Please transcribe the data below in full, word for word, without the images.

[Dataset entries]
____________________

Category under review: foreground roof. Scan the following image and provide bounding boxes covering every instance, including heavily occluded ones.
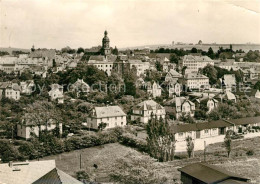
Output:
[33,168,82,184]
[0,160,56,184]
[178,162,249,184]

____________________

◆ **Completed exercise**
Category under review: foreground roof. Scan the following image and provide bounding boxes covering every instance, including heavily occluded ones.
Output:
[33,168,82,184]
[0,160,56,184]
[178,162,249,184]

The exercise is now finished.